**The data**
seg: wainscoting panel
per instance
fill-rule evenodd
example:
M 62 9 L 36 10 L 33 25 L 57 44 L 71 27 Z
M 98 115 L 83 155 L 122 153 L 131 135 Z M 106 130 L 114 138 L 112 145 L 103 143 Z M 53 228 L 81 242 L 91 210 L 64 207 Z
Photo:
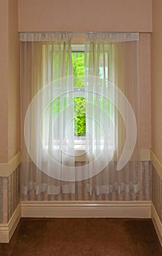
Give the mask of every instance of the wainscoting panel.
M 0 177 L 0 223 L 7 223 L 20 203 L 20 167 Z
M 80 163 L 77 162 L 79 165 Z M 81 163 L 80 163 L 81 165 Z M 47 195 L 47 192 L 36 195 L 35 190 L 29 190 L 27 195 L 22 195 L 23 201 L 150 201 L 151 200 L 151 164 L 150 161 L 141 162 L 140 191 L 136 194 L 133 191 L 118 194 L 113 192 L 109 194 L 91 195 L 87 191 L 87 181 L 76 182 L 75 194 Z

**Brief**
Copy out the material with "wainscoting panel" swapped for "baseboard" everywhere it appears and nothing else altered. Leave the pictures out of your answer.

**Problem solution**
seg: baseboard
per instance
fill-rule evenodd
example:
M 62 9 L 36 10 L 33 25 L 57 44 L 71 27 Z
M 98 115 L 83 155 L 122 153 L 131 135 Z M 106 130 L 114 138 L 112 145 L 103 143 Z M 53 228 L 81 242 L 91 210 L 64 207 Z
Photo:
Give the mask of every instance of the baseboard.
M 0 177 L 0 223 L 7 223 L 20 203 L 20 167 Z
M 80 163 L 77 162 L 79 165 Z M 81 163 L 80 163 L 81 165 Z M 47 195 L 47 192 L 36 195 L 35 190 L 29 190 L 27 195 L 22 195 L 23 201 L 150 201 L 151 200 L 151 164 L 150 161 L 141 162 L 140 191 L 136 194 L 133 191 L 118 194 L 113 192 L 109 194 L 91 195 L 87 191 L 87 181 L 76 182 L 75 194 Z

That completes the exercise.